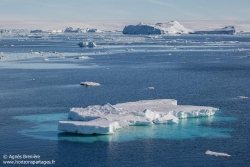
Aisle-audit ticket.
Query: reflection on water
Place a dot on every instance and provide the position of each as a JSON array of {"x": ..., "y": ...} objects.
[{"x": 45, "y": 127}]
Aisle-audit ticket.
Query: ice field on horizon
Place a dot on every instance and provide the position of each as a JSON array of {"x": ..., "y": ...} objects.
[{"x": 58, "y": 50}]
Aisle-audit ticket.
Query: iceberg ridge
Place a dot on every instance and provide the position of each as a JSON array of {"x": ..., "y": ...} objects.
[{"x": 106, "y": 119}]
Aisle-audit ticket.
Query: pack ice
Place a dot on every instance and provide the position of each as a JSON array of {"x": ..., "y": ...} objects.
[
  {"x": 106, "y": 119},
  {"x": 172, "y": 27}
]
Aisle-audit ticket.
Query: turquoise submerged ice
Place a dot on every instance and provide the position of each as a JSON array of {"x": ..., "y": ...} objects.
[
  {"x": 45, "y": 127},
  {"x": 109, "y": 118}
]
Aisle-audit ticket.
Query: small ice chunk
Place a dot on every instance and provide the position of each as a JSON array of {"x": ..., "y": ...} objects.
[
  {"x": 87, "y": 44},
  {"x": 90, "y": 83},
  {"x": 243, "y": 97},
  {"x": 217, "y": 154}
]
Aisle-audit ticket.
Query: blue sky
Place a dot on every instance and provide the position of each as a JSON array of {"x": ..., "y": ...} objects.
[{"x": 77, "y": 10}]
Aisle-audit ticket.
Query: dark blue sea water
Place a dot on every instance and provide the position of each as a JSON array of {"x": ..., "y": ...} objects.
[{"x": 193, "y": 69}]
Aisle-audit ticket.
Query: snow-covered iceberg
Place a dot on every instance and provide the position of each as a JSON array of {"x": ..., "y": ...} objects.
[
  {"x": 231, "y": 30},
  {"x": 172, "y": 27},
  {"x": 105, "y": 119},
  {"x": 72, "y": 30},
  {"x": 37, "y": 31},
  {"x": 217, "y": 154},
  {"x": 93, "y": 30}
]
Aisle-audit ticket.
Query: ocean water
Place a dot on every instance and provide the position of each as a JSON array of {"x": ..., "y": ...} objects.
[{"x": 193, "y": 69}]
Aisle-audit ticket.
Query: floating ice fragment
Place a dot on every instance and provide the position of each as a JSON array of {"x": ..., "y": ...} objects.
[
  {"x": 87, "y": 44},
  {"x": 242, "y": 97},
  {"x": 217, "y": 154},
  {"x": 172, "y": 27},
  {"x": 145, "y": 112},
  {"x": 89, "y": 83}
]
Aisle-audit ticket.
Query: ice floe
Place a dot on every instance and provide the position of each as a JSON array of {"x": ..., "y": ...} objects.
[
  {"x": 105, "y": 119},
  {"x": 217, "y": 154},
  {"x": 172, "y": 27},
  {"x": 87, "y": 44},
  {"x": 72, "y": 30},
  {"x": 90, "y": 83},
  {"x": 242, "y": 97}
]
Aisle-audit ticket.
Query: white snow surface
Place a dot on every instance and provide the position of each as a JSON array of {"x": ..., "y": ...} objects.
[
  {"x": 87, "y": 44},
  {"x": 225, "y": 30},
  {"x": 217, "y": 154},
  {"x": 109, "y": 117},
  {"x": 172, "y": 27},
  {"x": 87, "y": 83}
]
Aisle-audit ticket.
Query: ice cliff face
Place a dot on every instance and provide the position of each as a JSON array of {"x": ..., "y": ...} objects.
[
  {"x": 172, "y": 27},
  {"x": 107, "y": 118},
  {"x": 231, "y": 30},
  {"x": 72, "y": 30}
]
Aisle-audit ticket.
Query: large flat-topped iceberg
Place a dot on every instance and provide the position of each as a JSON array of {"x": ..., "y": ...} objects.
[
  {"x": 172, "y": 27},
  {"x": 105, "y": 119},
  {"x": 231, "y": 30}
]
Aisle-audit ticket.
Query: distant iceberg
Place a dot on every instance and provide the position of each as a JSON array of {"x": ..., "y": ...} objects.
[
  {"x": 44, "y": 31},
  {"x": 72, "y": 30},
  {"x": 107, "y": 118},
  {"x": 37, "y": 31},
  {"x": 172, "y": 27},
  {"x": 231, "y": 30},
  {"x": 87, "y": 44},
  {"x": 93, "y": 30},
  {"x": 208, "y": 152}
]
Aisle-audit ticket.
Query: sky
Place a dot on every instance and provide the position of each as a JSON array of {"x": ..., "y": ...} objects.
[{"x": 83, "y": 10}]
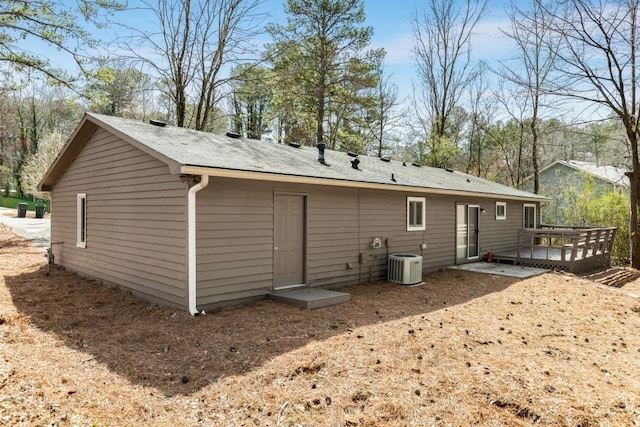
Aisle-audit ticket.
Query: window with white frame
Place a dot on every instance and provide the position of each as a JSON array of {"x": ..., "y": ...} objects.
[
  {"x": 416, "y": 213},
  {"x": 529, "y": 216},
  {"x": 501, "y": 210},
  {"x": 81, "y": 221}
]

The problem
Repeat the material above word for word and skip every image in it.

Written solution
Aisle-audit ticket.
Query: reflection on water
Place a dot on every instance and provide the position of each as a JSON array of {"x": ..., "y": ...} objects.
[{"x": 45, "y": 127}]
Aisle-audit ticket.
Query: ice field on horizon
Place a dot on every instance and provide the position of each as a JSON array of {"x": ..., "y": ...} objects.
[{"x": 58, "y": 50}]
Aisle-audit ticket.
Query: iceberg ridge
Place a dot on every instance and provide the position of each as a JSON array of {"x": ..., "y": ...} objects.
[{"x": 106, "y": 119}]
Aisle-audit ticket.
Query: pack ice
Place a dot on every instance and provide the position of each as a JSON array of {"x": ..., "y": ...} objects.
[
  {"x": 106, "y": 119},
  {"x": 172, "y": 27}
]
Aisle-audit ticket.
Query: turquoise submerged ice
Place a dot on every instance and provide the position of each as a JSON array of {"x": ..., "y": ...} objects.
[
  {"x": 45, "y": 127},
  {"x": 109, "y": 118}
]
Aisle-audit ticket.
Query: small ice chunk
Place a dot on every instance and provide the position of each as a JSON array of {"x": ..., "y": ...} objects.
[
  {"x": 87, "y": 44},
  {"x": 90, "y": 83},
  {"x": 243, "y": 97},
  {"x": 217, "y": 154}
]
Aisle-audit ticket.
Query: blue sky
Place a dot on every instance and provide the position of each as a JSON array of {"x": ..., "y": ...} objects.
[{"x": 77, "y": 10}]
Aisle-audit ticket.
Query: dark blue sea water
Place a dot on every instance and provide the position of each as a JSON array of {"x": ..., "y": ...} objects.
[{"x": 193, "y": 69}]
Aisle-audit ticket.
Query: snow-covered iceberg
Place a dot on every instance and provide the position of each as a JSON array of {"x": ..., "y": ...} objects.
[
  {"x": 231, "y": 30},
  {"x": 172, "y": 27},
  {"x": 105, "y": 119},
  {"x": 72, "y": 30},
  {"x": 37, "y": 31},
  {"x": 217, "y": 154},
  {"x": 93, "y": 30}
]
Aisle-audit ticket.
Query: ocean water
Place a dot on every instance and provide the position of each as a JSON array of {"x": ..., "y": ...} objects.
[{"x": 193, "y": 69}]
Aisle-audit ticket.
Query: floating ice fragment
Place a dot on every instance and provide the position of each as a JSON array of {"x": ..., "y": ...} objects.
[
  {"x": 87, "y": 44},
  {"x": 242, "y": 97},
  {"x": 217, "y": 154},
  {"x": 172, "y": 27},
  {"x": 145, "y": 112},
  {"x": 89, "y": 83}
]
Aisle-audit ticket.
Query: ice floe
Place a dot on every instance and provide the position of each as a JSON array of {"x": ..., "y": ...} objects.
[
  {"x": 105, "y": 119},
  {"x": 217, "y": 154},
  {"x": 172, "y": 27},
  {"x": 87, "y": 44},
  {"x": 72, "y": 30},
  {"x": 90, "y": 83},
  {"x": 242, "y": 97}
]
Aisle-audit ticket.
Query: white snow surface
Place a dot on every instance and provide the position of each as a JSON array of {"x": ..., "y": ...} objects.
[
  {"x": 87, "y": 44},
  {"x": 225, "y": 30},
  {"x": 217, "y": 154},
  {"x": 109, "y": 117},
  {"x": 172, "y": 27},
  {"x": 87, "y": 83}
]
Aisle-audit ticket.
Query: ice cliff face
Place a dot on every instance and provide the position of each as a JSON array of {"x": ..., "y": ...} objects.
[
  {"x": 172, "y": 27},
  {"x": 107, "y": 118},
  {"x": 231, "y": 30},
  {"x": 72, "y": 30}
]
Aisle-audit ticket.
Query: large flat-topped iceberg
Place a dot on every instance and provide the position of each as a JSON array of {"x": ..., "y": ...} objects.
[
  {"x": 172, "y": 27},
  {"x": 105, "y": 119},
  {"x": 231, "y": 30}
]
Aisle-audit ticket.
Query: distant iceberg
Place a dot on every instance and provide the position of each as a JSON array of {"x": ..., "y": ...} objects.
[
  {"x": 44, "y": 31},
  {"x": 72, "y": 30},
  {"x": 107, "y": 118},
  {"x": 37, "y": 31},
  {"x": 172, "y": 27},
  {"x": 231, "y": 30},
  {"x": 87, "y": 44},
  {"x": 93, "y": 30},
  {"x": 208, "y": 152}
]
Aisle-audit ticket.
Query: sky
Place a dot on every instance and provide the position of each as a JSON array of {"x": ..., "y": ...} objects.
[{"x": 83, "y": 10}]
Aisle-audit ticket.
Query: window with white frame
Place a dot on every instance and provide the position of each as a JSON array of {"x": ..., "y": ...} objects.
[
  {"x": 416, "y": 213},
  {"x": 529, "y": 216},
  {"x": 501, "y": 210},
  {"x": 81, "y": 221}
]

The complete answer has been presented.